> Exercise: Write out the entire listing below exactly, with the pictures left out.
START Task data
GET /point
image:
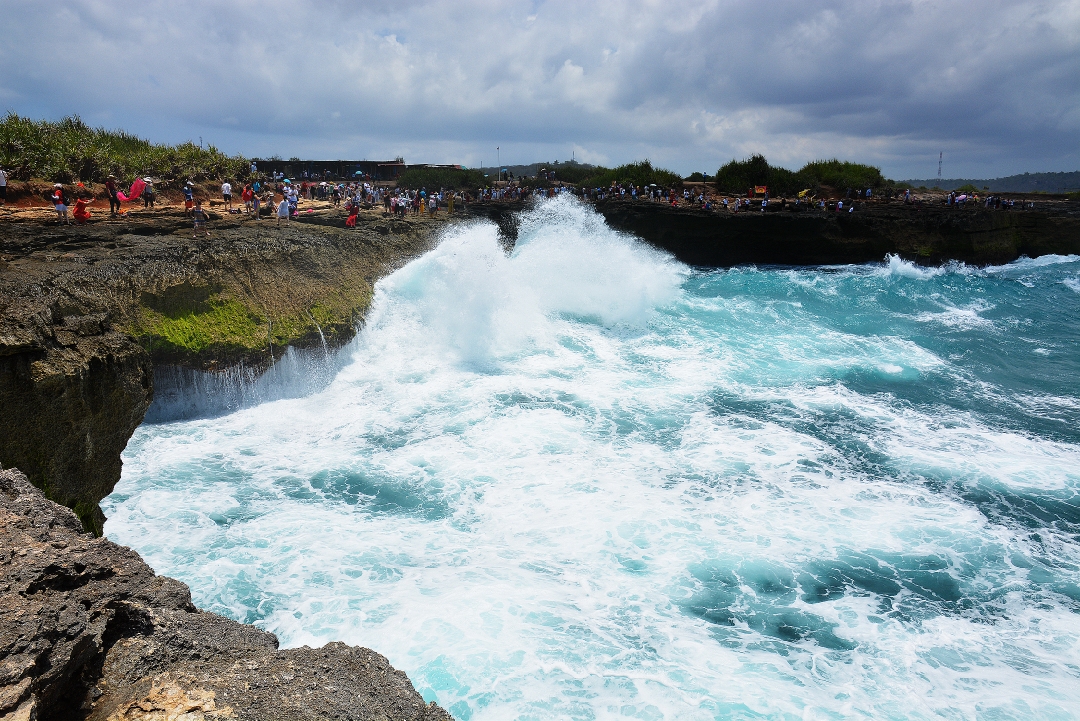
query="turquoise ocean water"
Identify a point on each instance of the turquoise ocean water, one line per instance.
(585, 481)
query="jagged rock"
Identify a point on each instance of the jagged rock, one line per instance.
(89, 631)
(77, 355)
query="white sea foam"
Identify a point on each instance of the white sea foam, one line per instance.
(571, 484)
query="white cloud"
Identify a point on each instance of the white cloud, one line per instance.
(994, 84)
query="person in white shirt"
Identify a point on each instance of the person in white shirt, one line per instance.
(282, 211)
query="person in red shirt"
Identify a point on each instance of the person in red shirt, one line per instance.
(59, 202)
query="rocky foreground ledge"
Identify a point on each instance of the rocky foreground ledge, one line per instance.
(89, 631)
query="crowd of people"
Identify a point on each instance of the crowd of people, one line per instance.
(281, 198)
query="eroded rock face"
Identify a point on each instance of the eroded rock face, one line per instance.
(81, 310)
(89, 631)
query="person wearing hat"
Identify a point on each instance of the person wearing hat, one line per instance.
(110, 186)
(189, 196)
(59, 202)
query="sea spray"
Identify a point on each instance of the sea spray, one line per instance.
(584, 481)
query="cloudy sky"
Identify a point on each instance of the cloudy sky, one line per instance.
(995, 85)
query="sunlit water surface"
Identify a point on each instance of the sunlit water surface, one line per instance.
(585, 481)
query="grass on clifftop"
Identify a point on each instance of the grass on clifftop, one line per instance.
(221, 324)
(738, 176)
(69, 150)
(204, 325)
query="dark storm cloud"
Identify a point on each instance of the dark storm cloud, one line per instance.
(994, 84)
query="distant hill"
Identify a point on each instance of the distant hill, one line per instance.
(1051, 182)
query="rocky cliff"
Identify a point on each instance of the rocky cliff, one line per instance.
(89, 631)
(928, 234)
(86, 312)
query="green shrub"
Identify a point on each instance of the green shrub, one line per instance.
(842, 175)
(69, 150)
(739, 176)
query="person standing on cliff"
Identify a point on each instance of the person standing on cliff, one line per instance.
(148, 195)
(59, 202)
(200, 217)
(283, 211)
(189, 198)
(110, 187)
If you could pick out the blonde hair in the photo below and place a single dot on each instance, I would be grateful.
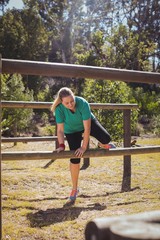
(63, 92)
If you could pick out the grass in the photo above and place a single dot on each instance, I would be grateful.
(33, 197)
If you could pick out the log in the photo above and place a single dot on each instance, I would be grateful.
(144, 225)
(47, 105)
(77, 71)
(37, 155)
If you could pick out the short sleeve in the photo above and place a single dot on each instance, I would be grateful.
(59, 115)
(86, 112)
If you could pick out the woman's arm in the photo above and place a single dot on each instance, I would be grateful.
(87, 128)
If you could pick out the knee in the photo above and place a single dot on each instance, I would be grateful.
(75, 160)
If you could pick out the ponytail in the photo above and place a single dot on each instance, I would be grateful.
(63, 92)
(56, 102)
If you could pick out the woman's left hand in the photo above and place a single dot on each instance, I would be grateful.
(79, 152)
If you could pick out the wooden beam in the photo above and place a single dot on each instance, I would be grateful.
(29, 139)
(37, 155)
(77, 71)
(47, 105)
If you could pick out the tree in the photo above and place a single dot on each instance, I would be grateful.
(16, 120)
(23, 36)
(3, 3)
(102, 91)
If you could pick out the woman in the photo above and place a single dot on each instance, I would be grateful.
(74, 119)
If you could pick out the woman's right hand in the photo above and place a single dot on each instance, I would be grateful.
(60, 149)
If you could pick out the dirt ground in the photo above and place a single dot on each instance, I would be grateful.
(34, 196)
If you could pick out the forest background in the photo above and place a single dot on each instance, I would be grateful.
(106, 33)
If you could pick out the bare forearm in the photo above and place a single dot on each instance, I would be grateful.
(60, 136)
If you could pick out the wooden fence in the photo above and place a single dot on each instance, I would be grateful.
(126, 108)
(79, 71)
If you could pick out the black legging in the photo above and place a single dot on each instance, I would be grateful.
(97, 131)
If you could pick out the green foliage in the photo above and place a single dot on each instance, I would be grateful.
(148, 101)
(100, 91)
(14, 90)
(23, 35)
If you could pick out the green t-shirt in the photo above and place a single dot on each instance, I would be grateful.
(73, 122)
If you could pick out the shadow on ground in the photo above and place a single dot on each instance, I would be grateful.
(52, 216)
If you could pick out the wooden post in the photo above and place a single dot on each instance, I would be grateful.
(0, 158)
(126, 183)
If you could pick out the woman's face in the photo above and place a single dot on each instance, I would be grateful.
(69, 102)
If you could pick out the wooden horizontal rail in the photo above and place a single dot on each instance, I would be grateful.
(77, 71)
(25, 104)
(29, 139)
(37, 155)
END Task data
> Response to this exercise:
GET /point
image:
query="turquoise ocean water"
Identify a point on each instance of the turquoise ocean water, one line per instance.
(585, 481)
query="jagged rock"
Identify a point on each instance of the jagged rock, one line per instance.
(89, 631)
(77, 355)
query="white sea foam"
Identify a point on each instance of the white sea foam, one line per instance.
(571, 484)
query="white cloud"
Identify a point on each instance of the white cloud, one line per instance.
(994, 84)
query="person in white shirt"
Identify a point on each instance of the person in white shirt, one line per instance.
(282, 211)
query="person in red shirt"
Identify a point on each instance of the person in red shirt, one line per instance.
(59, 202)
query="rocky foreground ledge"
Identify a point on each instance of the rocky foreground ledge, one line per instance.
(89, 631)
query="crowd of people"
Identify a point on each instance of the crowd of people, one line per instance.
(281, 198)
query="eroded rock face"
Identify a point on each instance of the eroded rock face, one line per instance.
(81, 310)
(89, 631)
query="person wearing hat"
Identify a point on each instance of the person wearing hat, one line per instance.
(110, 186)
(189, 196)
(59, 202)
query="sea spray"
Identify a point on each instance of the sea spray, one line per instance.
(584, 481)
query="cloudy sky"
Identify a point on each instance of the cloudy sky, one line per instance.
(995, 85)
query="sunlit water surface"
Identify a point on each instance of the sunlit water surface, one line per instance.
(585, 481)
query="grass on clifftop"
Identify a point on each instance of the grass on clifftop, one line per instance.
(221, 324)
(738, 176)
(69, 150)
(204, 325)
query="dark storm cloud"
Identify a point on each instance of the dark storm cloud, one line per instance.
(994, 84)
query="distant hill"
Identify a point on each instance of the distant hill, one line per instance.
(1051, 182)
query="rocky cliff"
Identify a point on each instance of the rocky cliff, one line per instance.
(89, 631)
(928, 234)
(86, 312)
query="green shrub"
Identify a point on each instance of the green shrub, one line per instance.
(842, 175)
(69, 150)
(739, 176)
query="person standing on cliff"
Identify a point on each instance of the person standing on cliff, one line per instance.
(148, 195)
(59, 202)
(200, 217)
(283, 211)
(189, 198)
(110, 187)
If you could pick out the blonde hair in the photo below and place a single dot on each instance, I would be grateful.
(63, 92)
If you could pick out the grass in the photo above and place a single dot on each instance, I would be grateful.
(33, 197)
If you could pick out the log in the photo above and place a single dot on each instance, I would be grateful.
(144, 225)
(47, 105)
(77, 71)
(37, 155)
If you could pick out the short sleeve in the photo above and place a single dot on each instance, I would be grateful.
(59, 115)
(86, 112)
If you could pick out the woman's arm in the photo above and place a single dot on each instance, I would be grateful.
(87, 128)
If you could pick out the knee in the photo above and place a single dot on each instance, I would be grateful.
(75, 160)
If you could pick out the ponytail in the photo above and place a single dot on each instance, I would be grateful.
(63, 92)
(56, 102)
If you could pick out the woman's left hand in the photo above and place a single dot on each instance, I would be grateful.
(79, 152)
If you could pick out the wooden beam in the photo above and place a single dot on each instance, I would be grateful.
(29, 139)
(37, 155)
(77, 71)
(47, 105)
If you could pick out the tree in the photo above and place a single dot on each instance, I would be grateful.
(16, 120)
(23, 36)
(3, 3)
(102, 91)
If you could pick out the woman in the photo above and place a single dot on each instance, I would be grateful.
(74, 119)
If you could pick out the woman's right hand in the photo above and place a single dot on each instance, I would be grateful.
(60, 149)
If you could pick out the dirt ground in the photo above and place a single dot on each instance, I would be grateful.
(34, 196)
If you could pick out the forest background in the photo above and place a single dot on each instance, I would be grateful.
(106, 33)
If you could pick out the bare forearm in the photo above and place a single dot on each instance, I would be grateful.
(60, 136)
If you could pick out the wooden fence in the photo above and place a single dot on each instance, I would be grateful.
(126, 108)
(79, 71)
If you could pick out the black legging in the photo above and place a single dot on each instance, I would be grateful.
(97, 131)
If you could pick out the green foliage in the photo above and place a single dot on each instance, I would be grateful.
(148, 101)
(100, 91)
(14, 90)
(23, 35)
If you could pick out the green t-shirt in the photo above and place a single dot on each instance, I would be grateful.
(73, 122)
If you could pick out the shadow on ground in the photo above and place a single dot on each instance, I would be grateful.
(52, 216)
If you could pick out the wooden post in the photo above and place a single dot on each instance, I would be grateful.
(0, 158)
(126, 183)
If you could pick out the woman's face in the photo above and place a single dot on each instance, I would be grateful.
(69, 102)
If you could pick out the wooden horizontal rail in the photo above and place a single dot on each instance, I would be grateful.
(77, 71)
(25, 104)
(29, 139)
(37, 155)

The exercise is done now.